Requirement: Each record below should appear again exactly as written.

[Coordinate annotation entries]
==============================

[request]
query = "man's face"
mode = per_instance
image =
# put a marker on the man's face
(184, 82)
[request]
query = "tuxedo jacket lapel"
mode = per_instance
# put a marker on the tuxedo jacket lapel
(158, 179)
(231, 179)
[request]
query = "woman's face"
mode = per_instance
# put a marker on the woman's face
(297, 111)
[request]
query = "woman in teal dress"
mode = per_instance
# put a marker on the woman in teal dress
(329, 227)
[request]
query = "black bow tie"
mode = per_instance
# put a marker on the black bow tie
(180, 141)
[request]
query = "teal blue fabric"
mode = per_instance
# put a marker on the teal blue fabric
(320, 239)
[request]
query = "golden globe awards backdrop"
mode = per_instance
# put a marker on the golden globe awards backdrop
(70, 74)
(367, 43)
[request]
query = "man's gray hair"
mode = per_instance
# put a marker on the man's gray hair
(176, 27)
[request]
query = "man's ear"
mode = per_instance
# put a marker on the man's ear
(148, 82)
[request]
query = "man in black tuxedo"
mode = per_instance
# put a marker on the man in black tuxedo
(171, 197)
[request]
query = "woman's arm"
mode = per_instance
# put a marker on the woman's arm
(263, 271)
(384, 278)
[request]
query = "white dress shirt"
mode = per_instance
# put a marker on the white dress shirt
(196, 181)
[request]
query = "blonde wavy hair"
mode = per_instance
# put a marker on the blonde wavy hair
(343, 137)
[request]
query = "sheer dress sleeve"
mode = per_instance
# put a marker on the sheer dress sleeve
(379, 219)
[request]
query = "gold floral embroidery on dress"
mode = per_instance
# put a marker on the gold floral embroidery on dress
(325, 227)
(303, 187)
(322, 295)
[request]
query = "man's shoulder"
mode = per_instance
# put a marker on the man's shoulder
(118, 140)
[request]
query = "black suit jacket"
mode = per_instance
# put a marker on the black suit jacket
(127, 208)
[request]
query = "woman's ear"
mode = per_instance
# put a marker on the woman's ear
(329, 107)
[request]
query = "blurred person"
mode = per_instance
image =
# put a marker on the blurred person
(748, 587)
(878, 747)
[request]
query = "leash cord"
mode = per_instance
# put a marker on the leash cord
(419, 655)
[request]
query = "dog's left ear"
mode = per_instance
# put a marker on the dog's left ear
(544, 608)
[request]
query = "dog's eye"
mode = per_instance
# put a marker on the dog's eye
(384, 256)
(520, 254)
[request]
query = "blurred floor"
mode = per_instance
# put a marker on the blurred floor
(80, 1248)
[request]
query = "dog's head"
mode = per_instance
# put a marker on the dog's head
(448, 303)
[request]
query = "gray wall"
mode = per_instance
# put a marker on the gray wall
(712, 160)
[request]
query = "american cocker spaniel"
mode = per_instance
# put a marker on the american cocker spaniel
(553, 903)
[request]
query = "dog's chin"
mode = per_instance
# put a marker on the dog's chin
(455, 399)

==============================

Solution to this problem:
[request]
query = "man's face"
mode = per_instance
image =
# put a marker on the man's face
(184, 82)
[request]
query = "tuxedo jacket lapel"
mode = per_instance
# put a marker on the tuxedo jacket lapel
(158, 179)
(231, 179)
[request]
query = "woman's face"
mode = per_instance
# put a marker on the woman's face
(297, 111)
[request]
query = "woman in teal dress"
mode = per_instance
# put a marker on the woman in teal dress
(329, 227)
[request]
query = "black bow tie"
mode = per_instance
# put a marker on the black bow tie
(180, 141)
[request]
query = "teal blue fabric"
mode = per_instance
# put a marker on the teal blue fabric
(320, 239)
[request]
query = "golden globe awards backdrop"
mode = per_instance
# put a marker on the golden globe awards backdrop
(70, 74)
(367, 43)
[request]
query = "man's gray hair"
mode = per_instance
# put a marker on the man's gray hair
(176, 27)
[request]
query = "man's ear"
mode = per_instance
# put a marker on the man's ear
(148, 82)
[request]
query = "man in black tuxedo"
mode = per_instance
# put a marker on the man in black tuxedo
(171, 197)
[request]
query = "woman's arm"
mode = per_instance
# put a marker on the woman's arm
(263, 271)
(384, 278)
[request]
query = "white dress shirt"
mode = per_instance
# put a marker on the white dress shirt
(196, 181)
[request]
query = "blonde wavy hair"
mode = per_instance
# put a marker on the blonde wavy hair
(343, 137)
[request]
query = "sheer dress sleeve"
mode = per_instance
# put a marker on the sheer dress sleeve
(379, 219)
[request]
query = "gold floral embroidery on dress"
mode = per_instance
# put a marker on the gold floral embroidery on dress
(325, 227)
(303, 187)
(322, 295)
[request]
query = "man's shoulder"
mode = per_instance
# put a marker on the man's shoulder
(118, 140)
[request]
query = "black suit jacket"
mode = per_instance
# put a marker on the black suit jacket
(127, 208)
[request]
query = "woman's ear"
mode = per_instance
# put a marker on the woman's ear
(329, 107)
[request]
query = "blurred person"
mode = per_instance
image =
# put a marker on the blurred person
(748, 587)
(878, 747)
[request]
query = "leash cord"
mode = per_instance
# put a marker on the leash cord
(419, 655)
[request]
query = "dog's left ear"
mode = per_instance
# put a marker on the dog's left ear
(544, 608)
[request]
query = "dog's eye"
mode = per_instance
# put a marker on the dog's eye
(384, 256)
(520, 254)
[request]
query = "blurred floor"
mode = per_instance
# put a marker on the blurred floor
(80, 1248)
[request]
query = "dog's head"
mode = per_instance
# put a marker on the dog's head
(448, 303)
[request]
query = "gray wall"
mode = per_instance
# put a marker on the gray wall
(712, 160)
[request]
query = "american cocker spaniel"
mode = per_instance
# put a marker on the american cocker spaniel
(553, 903)
[request]
query = "dog's chin"
mode = per_instance
# put a marker on the dog's chin
(455, 399)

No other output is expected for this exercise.